## Start Source
As we have been putting the house to bed–trimming the flower beds and the apple trees, turning in the vegetable garden–we have hauled organic material to the pile across the field. We have included some of those pumpkins in those visits. The small ones or the weak ones couldn’t handle a freeze and started to wilt. Right now we have half a dozen still at the house. This morning they are coated in ice and snow. Now that the Christmas season is fully here, it is time to pitch the pumpkins.

They do look pretty cool, so to speak, covered in white, but with even a minimal thaw, they will turn to mush. There are still a few flower vines and lily remnants to gather and haul away, so we will fill the cart and trudge through the inch and a half of snow and add the pumpkins to the pile. Next summer I am hoping they will begin the cycle again, vines stretching from the waste pile to grow some more orange and green globes to celebrate fall. For now, however, bring on the snow.

Day of Food

I spent a good deal of time on food today. It was well worth it, but I am ready for one last trip to the kitchen, to scoop a bowl of coconut chocolate chip ice cream I made a couple days ago, then a sit with a book. I baked bread in my running clothes, after I lit a fire in the stove. I ran 7 1/2 miles this morning in the twenty degree grayness. It was a heck of a beautiful morning and I do that again. We had friends planning to come over and I was on kid duty (four of them) while my wife and company ran. I had to get started.

I was dressed in proper duds by the time our guests arrived, and I also had cut carrots, celery, potatoes, turnips, peppers, and onions. Soup was on. Since I was at it I decided to make some soup stock. The soup and bread were for lunch, along with the apple crisp I whipped up. I froze the stock, along with the remainder of the last batch of stock I made. I also spent time outside in the garden, digging and pulling the weeds that snuck in at the end. I turned compost and worked on making more with leaves and weed bits. I added compost from our kitchen scrap pile to some of the garden beds. And I covered several beds with silver maple leaves that were starting to decompose. It was a productive day.

I wish I could spend this much time on feeding our family more often. I would love to have fresh healthy food every day. We do almost every day, but we do sneak in processed food now and again, in the form of crackers and granola bars and such. Frozen meals almost never make their way to our house, and those boxed ready to prepare meals I feel like I hardly know. I was asked to do a survey recently of instant type meals. There were probably a dozen of them they asked about. I didn’t recognize any of them. I stay away from those center grocery store aisles.
## End Source
## Start Record set
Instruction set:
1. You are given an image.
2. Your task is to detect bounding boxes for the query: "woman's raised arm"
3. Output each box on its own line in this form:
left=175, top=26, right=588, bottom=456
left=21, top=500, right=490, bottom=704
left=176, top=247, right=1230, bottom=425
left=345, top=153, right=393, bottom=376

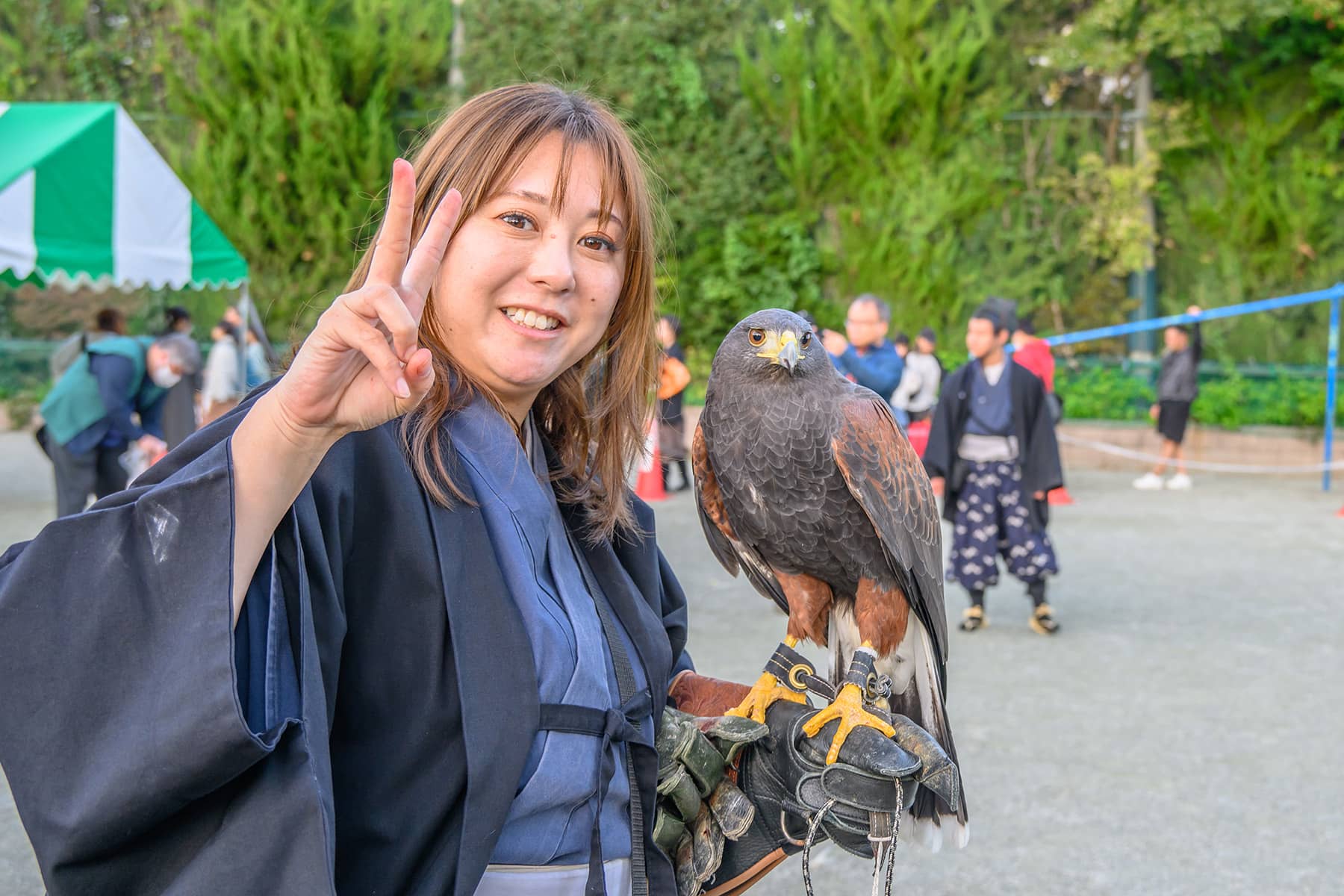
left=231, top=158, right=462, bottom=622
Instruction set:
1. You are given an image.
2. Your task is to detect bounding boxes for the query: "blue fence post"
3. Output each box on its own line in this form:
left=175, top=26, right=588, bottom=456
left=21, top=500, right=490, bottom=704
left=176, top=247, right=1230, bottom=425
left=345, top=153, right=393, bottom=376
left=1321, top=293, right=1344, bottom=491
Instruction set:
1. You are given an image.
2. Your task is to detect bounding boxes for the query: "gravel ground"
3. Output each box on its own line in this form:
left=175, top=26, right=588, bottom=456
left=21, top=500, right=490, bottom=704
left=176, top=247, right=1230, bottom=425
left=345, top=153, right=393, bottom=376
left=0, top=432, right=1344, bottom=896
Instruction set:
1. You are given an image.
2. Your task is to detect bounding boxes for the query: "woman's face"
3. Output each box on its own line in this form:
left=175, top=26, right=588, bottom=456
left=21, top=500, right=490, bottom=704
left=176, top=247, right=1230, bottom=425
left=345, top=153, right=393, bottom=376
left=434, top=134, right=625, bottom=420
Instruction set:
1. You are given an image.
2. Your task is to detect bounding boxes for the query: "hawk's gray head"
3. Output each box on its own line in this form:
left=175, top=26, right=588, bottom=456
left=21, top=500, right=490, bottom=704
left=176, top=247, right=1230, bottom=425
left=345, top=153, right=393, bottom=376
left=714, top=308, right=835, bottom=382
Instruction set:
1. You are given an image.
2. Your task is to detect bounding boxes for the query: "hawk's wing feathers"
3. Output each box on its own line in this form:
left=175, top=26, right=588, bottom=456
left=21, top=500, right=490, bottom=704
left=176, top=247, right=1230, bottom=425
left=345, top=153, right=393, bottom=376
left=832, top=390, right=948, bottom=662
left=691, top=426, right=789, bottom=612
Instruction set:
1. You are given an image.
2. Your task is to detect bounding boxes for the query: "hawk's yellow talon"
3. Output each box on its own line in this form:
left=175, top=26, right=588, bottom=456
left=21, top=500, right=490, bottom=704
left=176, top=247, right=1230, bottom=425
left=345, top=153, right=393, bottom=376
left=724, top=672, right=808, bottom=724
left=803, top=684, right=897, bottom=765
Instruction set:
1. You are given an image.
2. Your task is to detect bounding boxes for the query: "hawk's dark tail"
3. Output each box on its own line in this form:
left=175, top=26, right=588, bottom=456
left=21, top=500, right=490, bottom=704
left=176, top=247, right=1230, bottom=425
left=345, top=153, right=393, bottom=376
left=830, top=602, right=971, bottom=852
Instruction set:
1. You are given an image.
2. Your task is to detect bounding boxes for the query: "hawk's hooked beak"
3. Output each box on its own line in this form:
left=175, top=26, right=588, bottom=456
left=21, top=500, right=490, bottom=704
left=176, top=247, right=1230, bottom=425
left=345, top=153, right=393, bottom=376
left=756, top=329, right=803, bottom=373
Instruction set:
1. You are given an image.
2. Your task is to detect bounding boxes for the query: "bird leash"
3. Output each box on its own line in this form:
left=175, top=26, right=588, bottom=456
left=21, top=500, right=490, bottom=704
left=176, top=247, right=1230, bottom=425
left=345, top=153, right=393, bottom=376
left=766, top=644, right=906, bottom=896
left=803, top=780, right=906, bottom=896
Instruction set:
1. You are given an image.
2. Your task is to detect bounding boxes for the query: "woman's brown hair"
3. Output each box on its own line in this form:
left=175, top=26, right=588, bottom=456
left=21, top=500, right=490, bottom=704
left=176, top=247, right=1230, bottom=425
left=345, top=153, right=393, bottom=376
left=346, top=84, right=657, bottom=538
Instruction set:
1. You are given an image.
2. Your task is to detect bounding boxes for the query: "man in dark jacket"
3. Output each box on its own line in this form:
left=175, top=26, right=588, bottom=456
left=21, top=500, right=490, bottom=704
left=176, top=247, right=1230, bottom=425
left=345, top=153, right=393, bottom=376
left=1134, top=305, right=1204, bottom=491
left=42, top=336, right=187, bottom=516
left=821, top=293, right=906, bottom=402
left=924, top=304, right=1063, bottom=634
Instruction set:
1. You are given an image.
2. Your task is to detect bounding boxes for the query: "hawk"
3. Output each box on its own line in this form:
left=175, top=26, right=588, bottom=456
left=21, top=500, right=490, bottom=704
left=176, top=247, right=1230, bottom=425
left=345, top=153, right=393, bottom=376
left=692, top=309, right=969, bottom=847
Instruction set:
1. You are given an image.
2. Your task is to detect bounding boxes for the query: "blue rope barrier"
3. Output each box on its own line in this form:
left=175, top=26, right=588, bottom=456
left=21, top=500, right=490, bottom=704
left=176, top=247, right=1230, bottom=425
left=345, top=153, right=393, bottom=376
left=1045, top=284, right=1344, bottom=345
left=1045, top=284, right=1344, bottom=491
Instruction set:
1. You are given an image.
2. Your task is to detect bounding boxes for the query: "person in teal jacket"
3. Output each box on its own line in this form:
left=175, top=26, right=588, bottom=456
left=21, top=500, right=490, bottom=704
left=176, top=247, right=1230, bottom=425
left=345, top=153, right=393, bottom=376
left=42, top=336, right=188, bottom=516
## End Record set
--- Objectives ---
a) Do these statements agree with the home-and-garden text? Answer yes or no for each and quote the deciding words. (i) Half a dozen pumpkins remain at the house. (ii) The morning run took place in thirty-degree weather. (iii) The soup and bread were served for dinner.
b) Could you continue the home-and-garden text, starting right after its last sentence about the center grocery store aisles?

--- Responses for each task ---
a)
(i) Yes: "Right now we have half a dozen still at the house."
(ii) No: "I ran 7 1/2 miles this morning in the twenty degree grayness."
(iii) No: "The soup and bread were for lunch, along with the apple crisp I whipped up."

b)
I also baked up a pumpkin and a squash at the tail end of it all. I pureed them in the food processor and popped that in the freezer. The squash was a mystery plant that grew in the compost pile. We had sweet dumpling squash plant last year and this one was sort of like it. But it was orange and green. It think it may have been a cross between a pie pumpkin and the sweet dumpling. Inside it was bright yellow. It tasted sweet but different. I saved the seeds and will plant them in the spring. If it grows again as it did this year, we may have a new variety. I named it after my son.

That son of mine is asleep, along with his sister. He got tuckered out helping me spread dirt and leaves this afternoon. Now is the time to have that ice cream. I am a little tuckered myself.

Compost Bandit

I take our kitchen bucket of scraps out to the compost bin every few days.  The bucket is made for kitchen scraps.  It seals tightly enough, and it has a carbon filter on it keep the odor down.  We don’t usually notice the bucket, except when it isn’t there, meaning I forget to bring it in after emptying it into our outside compost bin.  I do need to empty it, or fruit flies set it.  The scraps consist of lime rinds and the stale ends of toasted bagels and onion peels and pasta that fell on the deck during dinner and other rot.  It is pretty much stuff we don’t want to or really can’t eat.  Not everyone feels so timid about digging into the ort, however.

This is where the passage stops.